§ **Supplied passage**:
ULM: Yes. Where the book falls apart is in the manifestation of the villain and Deathlok’s world. Ryker has all the menace of a drunk uncle who shows up at Christmas. The world is dull and inconsistent. The octane-fueled imagination of the creators in conceiving the character of Deathlok seems to just run out of gas. How cool would Batman be if you replaced Gotham City with a Florida beach town, replaced the Bat Cave with an empty warehouse and instead of solving mysteries you returned valuable heirlooms to distraught retirees?
LBG: I think you just spoiled George Lucas’ plot for the next Indiana Jones movie.
It’s actually kind of shocking how fast this series comes off the rails. It seems like they had an opening, an idea for an origin, and enough action for about a single issue, and after that had no idea what to do. A revolving door on the scripting side didn’t help (and it helped even less that each new writer seemed not to have read what came before). Aside from decent art and some shocking (for the time) violence there’s just no “there” there.
For all that the series turned out to be a mess, picking this book off the rack in 1974 it certainly blew my mind. A poison-pen missive from an early letter column derided the “thirteen year-old-zombies” that would write in support of the book, ill-recognizing it as a “rip-off” of Manhunter and The Six Million Dollar Man — and though I was twelve rather than thirteen at the time, I was among their legion. That first issue hooked me — hard — with it’s complex storytelling and cinematic art style. I must have read the debut story a dozen times, puzzling out the three voice-over narratives (Manning, his computer, and that unrestrained voice of Manning’s Id), and the flashback-driven storyline that has Deathlok on the hunt for some forgettable bad guy even as we see how Deathlok became self-aware in Ryker’s lab, (awesomely) tearing himself down from the crazy cross-thing that was his operating table, and shooting his way out into the cannibal-haunted wasteland of 1990s New York.

§ **Complete the following**:
• 1. Translate the sentence "Ryker has all the menace of a drunk uncle who shows up at Christmas." from the Deathlok discussion into Spanish.
• 2. Write the next part of the Deathlok discussion, picking up after its final paragraph.

§ **Recorded information**:
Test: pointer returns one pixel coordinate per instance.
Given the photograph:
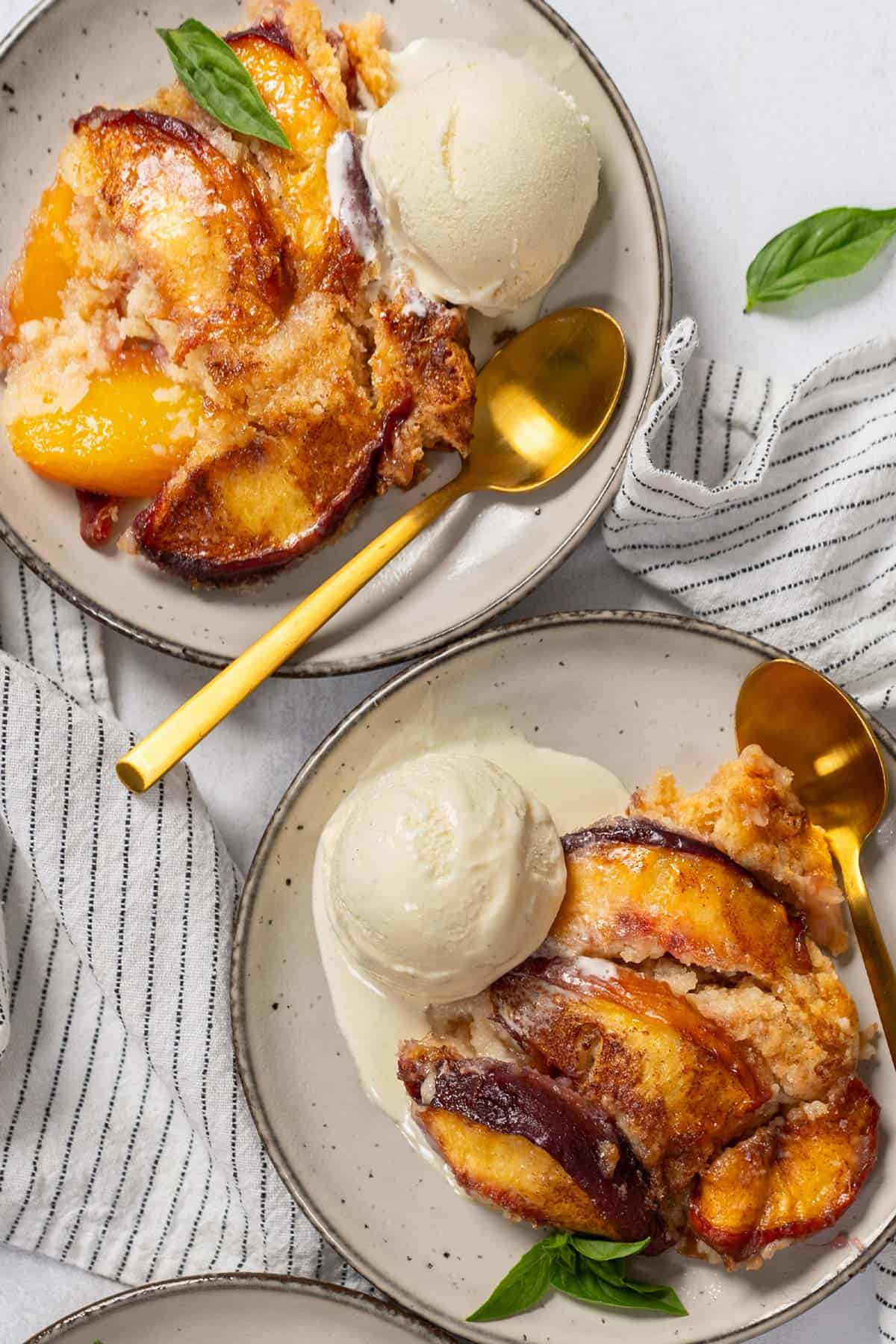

§ **Your responses**:
• 1. Ryker tiene toda la amenaza de un tío borracho que aparece en Navidad.

• 2.
The violence and angst of this book really spoke to me as a kid — here was a hero who wanted to be dead (he attempts suicide at one point), who lives in a nightmare world of cannibals, and who is tormented by his creator and knowledge that his past life — and his wife and child — are forever lost to him. He’s a badass cyber death-machine who blows away bad guys by the score and just seemed so damn bitter and cool to my severely alienated twelve-year-old self that I thought, yeah, right on, brother! Stick it to The Man! I wish I was a cyborg too, so I could stalk around and kill everything, and not have to deal with all these weird emotions and stuff!
ULM: You worry me, even now. As a kid, Deathlok spoke to me as well, but I drew the line on wanting to be a bitter doom-driven cyborg. Now, yes, of course that sounds appealing. But back then, Iron Man was the stronger role model. With Deathlok, I wanted to experience a future world and a really tight action-adventure story with a resolution. As is the trouble with most anti-heroes, their story arcs are usually not able to be resolved, because the arc IS their character. At least this seems to be the case for Deathlok.
LBG: And going back to this book after so many years, the concept and the character remain strong, if thoroughly mined by later stories (put Deathlok and Judge Dredd in a blender, and you have Robocop). I see Marvel did a series of reboots, but I’m utterly uninterested in them — I could barely make it through this eleven issue Astonishing Tales run, let alone face the sad attempt to wrap up this incomprehensible story in the pages of Marvel Team-Up and Marvel Premiere. A little part of me died when I realized how terrible these comics really were, but I’m going to try to forget Warwolf and Godwulf and Hellinger and that stupid case of counterfeit money and just remember the way cool, iconic moments this series had to offer — the hardcore, murderous anti-hero busting loose from his torture table and blazing away with six guns from the cover of Astonishing Tales!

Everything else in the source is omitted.